What lines in the data hold the string "reflection"? Show them.
PROVIDED DATA Start Marker
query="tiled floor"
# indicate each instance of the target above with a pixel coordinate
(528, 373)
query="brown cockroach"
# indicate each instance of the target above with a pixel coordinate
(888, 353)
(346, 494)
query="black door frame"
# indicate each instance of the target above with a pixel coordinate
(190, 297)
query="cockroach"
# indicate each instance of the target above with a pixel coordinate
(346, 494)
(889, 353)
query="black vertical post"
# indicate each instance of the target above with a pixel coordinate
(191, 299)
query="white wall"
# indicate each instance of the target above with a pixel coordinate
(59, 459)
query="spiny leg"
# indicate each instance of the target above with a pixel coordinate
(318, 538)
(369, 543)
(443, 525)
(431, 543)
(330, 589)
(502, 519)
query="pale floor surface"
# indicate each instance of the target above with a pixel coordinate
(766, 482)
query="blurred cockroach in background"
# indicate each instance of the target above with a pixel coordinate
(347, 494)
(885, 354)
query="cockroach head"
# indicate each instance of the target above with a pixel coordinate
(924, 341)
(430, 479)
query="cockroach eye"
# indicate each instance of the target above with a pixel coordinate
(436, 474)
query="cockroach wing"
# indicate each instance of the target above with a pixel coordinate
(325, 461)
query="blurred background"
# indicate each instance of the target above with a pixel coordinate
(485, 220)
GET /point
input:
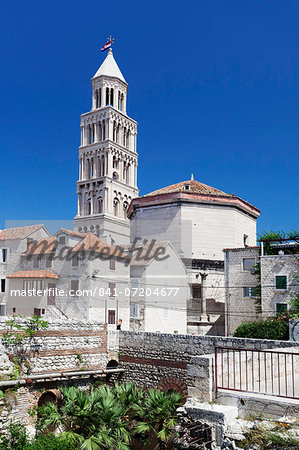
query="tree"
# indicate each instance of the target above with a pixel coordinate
(118, 418)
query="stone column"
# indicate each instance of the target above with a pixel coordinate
(94, 99)
(103, 95)
(106, 128)
(204, 317)
(82, 135)
(135, 174)
(96, 132)
(80, 168)
(110, 129)
(79, 203)
(91, 202)
(125, 104)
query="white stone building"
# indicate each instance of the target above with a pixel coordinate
(159, 289)
(107, 158)
(277, 285)
(240, 286)
(13, 241)
(199, 221)
(77, 276)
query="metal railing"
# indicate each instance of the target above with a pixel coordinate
(268, 372)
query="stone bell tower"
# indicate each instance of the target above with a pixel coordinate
(107, 158)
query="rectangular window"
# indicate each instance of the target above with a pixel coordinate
(134, 310)
(249, 291)
(281, 283)
(61, 239)
(111, 316)
(135, 283)
(51, 294)
(35, 262)
(48, 261)
(37, 285)
(112, 287)
(75, 260)
(4, 255)
(281, 308)
(74, 287)
(196, 291)
(2, 287)
(248, 264)
(37, 312)
(26, 285)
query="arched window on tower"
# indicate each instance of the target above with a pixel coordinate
(128, 173)
(111, 96)
(116, 207)
(115, 162)
(99, 98)
(114, 131)
(103, 131)
(120, 101)
(100, 205)
(88, 207)
(125, 206)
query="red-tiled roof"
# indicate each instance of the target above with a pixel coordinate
(196, 193)
(42, 247)
(34, 274)
(18, 232)
(92, 242)
(146, 253)
(71, 232)
(253, 247)
(189, 186)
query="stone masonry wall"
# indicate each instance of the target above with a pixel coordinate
(181, 362)
(66, 345)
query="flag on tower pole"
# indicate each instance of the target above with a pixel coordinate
(106, 46)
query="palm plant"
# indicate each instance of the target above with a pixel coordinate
(117, 418)
(157, 415)
(95, 420)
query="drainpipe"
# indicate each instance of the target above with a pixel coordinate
(203, 317)
(226, 291)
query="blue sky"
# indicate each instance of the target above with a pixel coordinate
(213, 85)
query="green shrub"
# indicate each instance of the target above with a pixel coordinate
(275, 328)
(17, 439)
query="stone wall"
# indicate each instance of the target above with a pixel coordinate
(181, 362)
(272, 265)
(239, 308)
(65, 345)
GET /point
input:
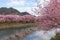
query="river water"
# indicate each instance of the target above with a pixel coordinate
(37, 35)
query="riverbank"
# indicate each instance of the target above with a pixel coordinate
(14, 25)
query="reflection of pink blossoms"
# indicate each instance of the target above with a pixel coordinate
(16, 18)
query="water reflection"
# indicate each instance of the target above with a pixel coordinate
(40, 35)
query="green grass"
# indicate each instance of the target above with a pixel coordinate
(57, 37)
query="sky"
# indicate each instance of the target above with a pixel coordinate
(20, 5)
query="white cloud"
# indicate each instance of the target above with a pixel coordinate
(16, 2)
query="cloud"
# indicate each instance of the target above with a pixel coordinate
(16, 2)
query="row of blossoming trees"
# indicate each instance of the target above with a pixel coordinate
(18, 18)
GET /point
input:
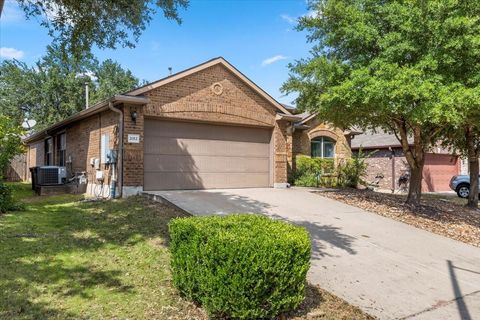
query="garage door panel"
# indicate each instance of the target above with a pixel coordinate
(187, 163)
(182, 155)
(204, 147)
(178, 180)
(170, 129)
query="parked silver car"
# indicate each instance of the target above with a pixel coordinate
(461, 185)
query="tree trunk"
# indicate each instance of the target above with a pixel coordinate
(473, 154)
(415, 156)
(415, 185)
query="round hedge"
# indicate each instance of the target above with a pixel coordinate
(240, 266)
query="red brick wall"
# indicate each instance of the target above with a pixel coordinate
(194, 98)
(133, 152)
(82, 143)
(36, 154)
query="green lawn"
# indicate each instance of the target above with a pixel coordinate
(63, 258)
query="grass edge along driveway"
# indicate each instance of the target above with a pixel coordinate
(67, 258)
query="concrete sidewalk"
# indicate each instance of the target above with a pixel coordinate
(389, 269)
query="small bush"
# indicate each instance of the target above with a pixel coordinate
(314, 172)
(240, 266)
(7, 202)
(352, 172)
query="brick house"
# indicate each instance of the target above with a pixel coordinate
(386, 157)
(205, 127)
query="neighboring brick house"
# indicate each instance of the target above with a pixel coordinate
(386, 157)
(205, 127)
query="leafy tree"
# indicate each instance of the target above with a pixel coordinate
(10, 142)
(54, 88)
(76, 25)
(384, 64)
(463, 135)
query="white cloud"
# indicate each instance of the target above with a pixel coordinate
(87, 74)
(11, 12)
(11, 53)
(289, 19)
(154, 45)
(311, 14)
(273, 59)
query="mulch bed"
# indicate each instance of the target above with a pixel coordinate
(437, 215)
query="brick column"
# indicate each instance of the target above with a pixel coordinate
(132, 152)
(281, 154)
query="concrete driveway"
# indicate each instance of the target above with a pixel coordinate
(389, 269)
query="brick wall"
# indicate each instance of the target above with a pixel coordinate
(133, 152)
(382, 162)
(193, 97)
(211, 95)
(301, 142)
(36, 154)
(82, 143)
(281, 153)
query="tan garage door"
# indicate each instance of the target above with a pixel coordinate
(438, 170)
(183, 155)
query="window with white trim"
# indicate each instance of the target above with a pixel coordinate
(323, 147)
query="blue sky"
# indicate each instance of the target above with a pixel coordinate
(255, 36)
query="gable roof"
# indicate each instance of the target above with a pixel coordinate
(203, 66)
(99, 107)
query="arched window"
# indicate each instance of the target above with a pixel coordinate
(323, 147)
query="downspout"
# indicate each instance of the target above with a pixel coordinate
(120, 148)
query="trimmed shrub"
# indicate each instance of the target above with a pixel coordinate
(240, 266)
(7, 201)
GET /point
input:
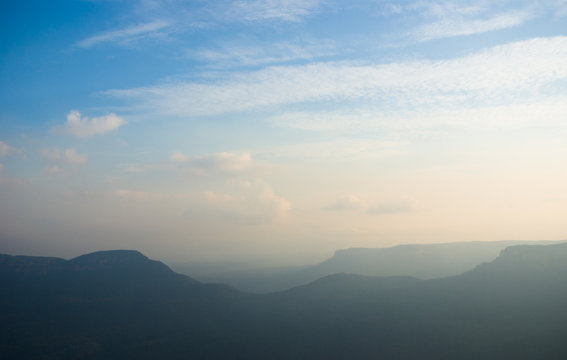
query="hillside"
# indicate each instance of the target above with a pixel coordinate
(510, 308)
(422, 261)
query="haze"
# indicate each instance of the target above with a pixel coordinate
(279, 131)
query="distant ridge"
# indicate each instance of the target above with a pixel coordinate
(121, 305)
(117, 260)
(422, 261)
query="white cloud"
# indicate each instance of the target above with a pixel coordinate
(264, 10)
(73, 157)
(491, 75)
(335, 150)
(551, 111)
(138, 195)
(347, 202)
(250, 203)
(393, 207)
(126, 35)
(451, 18)
(224, 162)
(69, 156)
(178, 157)
(454, 26)
(243, 54)
(53, 170)
(84, 126)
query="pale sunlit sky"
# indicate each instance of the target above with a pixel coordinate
(279, 130)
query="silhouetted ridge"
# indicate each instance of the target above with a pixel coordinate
(528, 258)
(117, 259)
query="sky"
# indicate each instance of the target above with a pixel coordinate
(279, 131)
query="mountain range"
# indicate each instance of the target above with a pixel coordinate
(422, 261)
(122, 305)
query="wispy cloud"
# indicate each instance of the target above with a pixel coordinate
(224, 162)
(126, 35)
(69, 156)
(485, 76)
(264, 10)
(455, 26)
(347, 202)
(250, 202)
(245, 54)
(83, 126)
(451, 18)
(550, 111)
(393, 207)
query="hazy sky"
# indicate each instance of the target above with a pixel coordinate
(280, 129)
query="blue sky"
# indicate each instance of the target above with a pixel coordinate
(279, 130)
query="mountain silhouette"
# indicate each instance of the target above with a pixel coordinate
(120, 305)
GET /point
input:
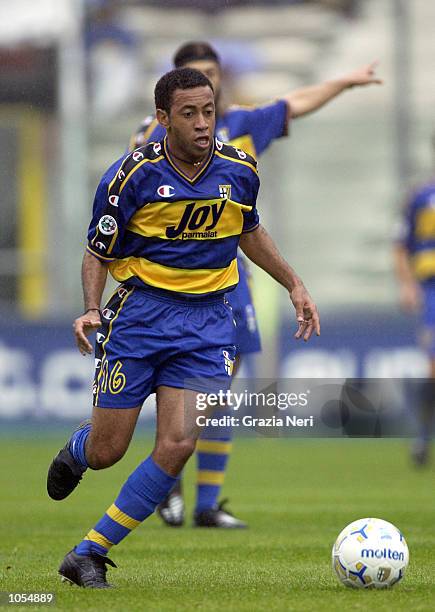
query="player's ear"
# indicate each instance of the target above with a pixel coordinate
(162, 117)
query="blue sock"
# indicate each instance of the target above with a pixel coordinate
(77, 444)
(144, 489)
(212, 450)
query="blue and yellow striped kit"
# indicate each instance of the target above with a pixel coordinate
(157, 227)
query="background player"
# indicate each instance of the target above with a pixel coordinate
(253, 130)
(169, 320)
(415, 271)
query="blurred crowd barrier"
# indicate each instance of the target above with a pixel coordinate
(44, 377)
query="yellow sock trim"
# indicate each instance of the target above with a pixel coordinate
(96, 537)
(214, 447)
(210, 477)
(120, 517)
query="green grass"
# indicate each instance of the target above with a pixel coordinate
(296, 496)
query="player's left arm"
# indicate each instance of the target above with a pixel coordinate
(259, 247)
(309, 99)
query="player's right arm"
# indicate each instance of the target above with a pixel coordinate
(114, 204)
(94, 276)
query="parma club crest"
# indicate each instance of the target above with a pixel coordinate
(225, 191)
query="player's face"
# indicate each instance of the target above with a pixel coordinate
(211, 70)
(191, 122)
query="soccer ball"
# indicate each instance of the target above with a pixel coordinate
(370, 553)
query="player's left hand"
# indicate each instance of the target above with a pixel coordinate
(364, 76)
(306, 313)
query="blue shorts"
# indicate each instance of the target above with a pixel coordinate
(427, 332)
(148, 339)
(247, 333)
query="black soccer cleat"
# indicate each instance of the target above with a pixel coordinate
(171, 510)
(64, 473)
(218, 517)
(88, 572)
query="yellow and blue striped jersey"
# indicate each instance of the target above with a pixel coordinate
(417, 232)
(157, 227)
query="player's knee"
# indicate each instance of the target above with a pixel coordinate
(179, 450)
(102, 458)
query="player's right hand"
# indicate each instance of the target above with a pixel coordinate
(83, 326)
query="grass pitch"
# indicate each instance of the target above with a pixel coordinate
(295, 495)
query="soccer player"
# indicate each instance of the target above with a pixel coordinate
(165, 231)
(253, 130)
(415, 270)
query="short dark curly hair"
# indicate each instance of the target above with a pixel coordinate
(180, 78)
(195, 51)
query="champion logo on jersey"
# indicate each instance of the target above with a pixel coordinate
(228, 362)
(166, 191)
(223, 135)
(107, 225)
(137, 156)
(108, 314)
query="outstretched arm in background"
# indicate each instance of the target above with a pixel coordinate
(259, 247)
(309, 99)
(410, 292)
PROVIDED DATA End Marker
- **WRITTEN ANSWER**:
query="reflection of pink blossoms"
query="water reflection"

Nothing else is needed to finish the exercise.